■ **Supplied material**
····················

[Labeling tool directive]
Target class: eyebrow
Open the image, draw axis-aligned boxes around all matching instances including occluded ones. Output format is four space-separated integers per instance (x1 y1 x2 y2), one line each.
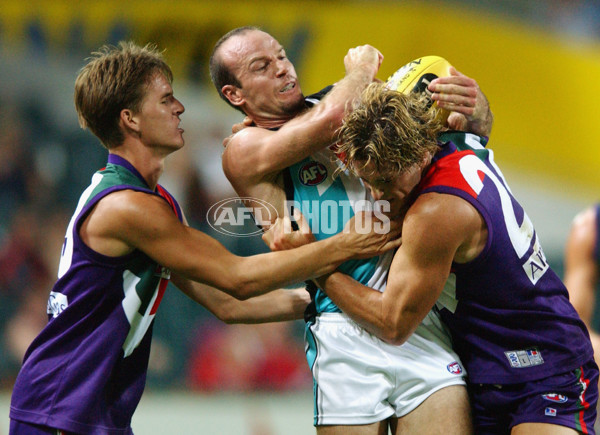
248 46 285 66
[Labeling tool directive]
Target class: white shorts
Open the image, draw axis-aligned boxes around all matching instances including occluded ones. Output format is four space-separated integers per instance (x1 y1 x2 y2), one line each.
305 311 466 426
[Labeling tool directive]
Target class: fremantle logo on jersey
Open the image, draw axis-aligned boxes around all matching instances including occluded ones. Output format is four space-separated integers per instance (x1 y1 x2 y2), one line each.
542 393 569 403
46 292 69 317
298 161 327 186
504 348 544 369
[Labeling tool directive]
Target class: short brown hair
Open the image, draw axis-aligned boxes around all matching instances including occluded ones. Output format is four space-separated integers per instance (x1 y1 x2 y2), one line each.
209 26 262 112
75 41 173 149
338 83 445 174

····················

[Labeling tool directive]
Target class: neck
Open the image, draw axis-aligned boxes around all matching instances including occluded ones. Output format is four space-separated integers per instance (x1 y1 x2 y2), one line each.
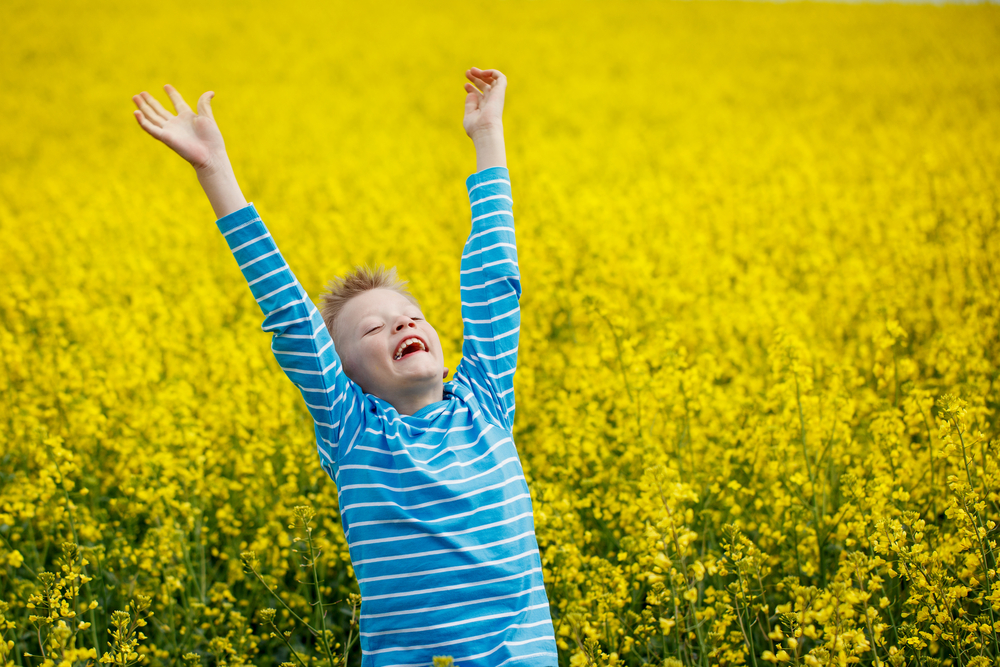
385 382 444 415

····················

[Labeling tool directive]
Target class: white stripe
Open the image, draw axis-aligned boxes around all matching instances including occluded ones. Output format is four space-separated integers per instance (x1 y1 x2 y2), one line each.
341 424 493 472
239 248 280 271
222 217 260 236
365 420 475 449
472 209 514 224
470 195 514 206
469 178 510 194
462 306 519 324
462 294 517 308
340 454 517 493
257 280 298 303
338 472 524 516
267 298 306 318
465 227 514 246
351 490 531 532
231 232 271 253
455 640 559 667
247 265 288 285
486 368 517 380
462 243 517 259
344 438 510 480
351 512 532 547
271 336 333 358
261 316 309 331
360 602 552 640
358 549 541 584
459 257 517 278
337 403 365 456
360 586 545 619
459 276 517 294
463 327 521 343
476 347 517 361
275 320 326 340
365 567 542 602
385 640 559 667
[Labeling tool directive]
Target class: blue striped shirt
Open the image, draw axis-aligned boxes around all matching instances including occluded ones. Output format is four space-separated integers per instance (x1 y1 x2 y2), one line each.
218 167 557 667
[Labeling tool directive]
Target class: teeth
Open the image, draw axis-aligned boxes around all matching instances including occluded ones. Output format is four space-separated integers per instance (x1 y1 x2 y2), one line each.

····················

Collect every line of the listing that contains the string "class", treating uppercase and lowercase as distinct.

■ **Problem solution**
Target class: eyebrow
Target class: white shorts
Target class: fremantle logo on jersey
Target class: short brown hair
Target class: neck
Target class: white stripe
Target class: blue striped shirt
Target class: teeth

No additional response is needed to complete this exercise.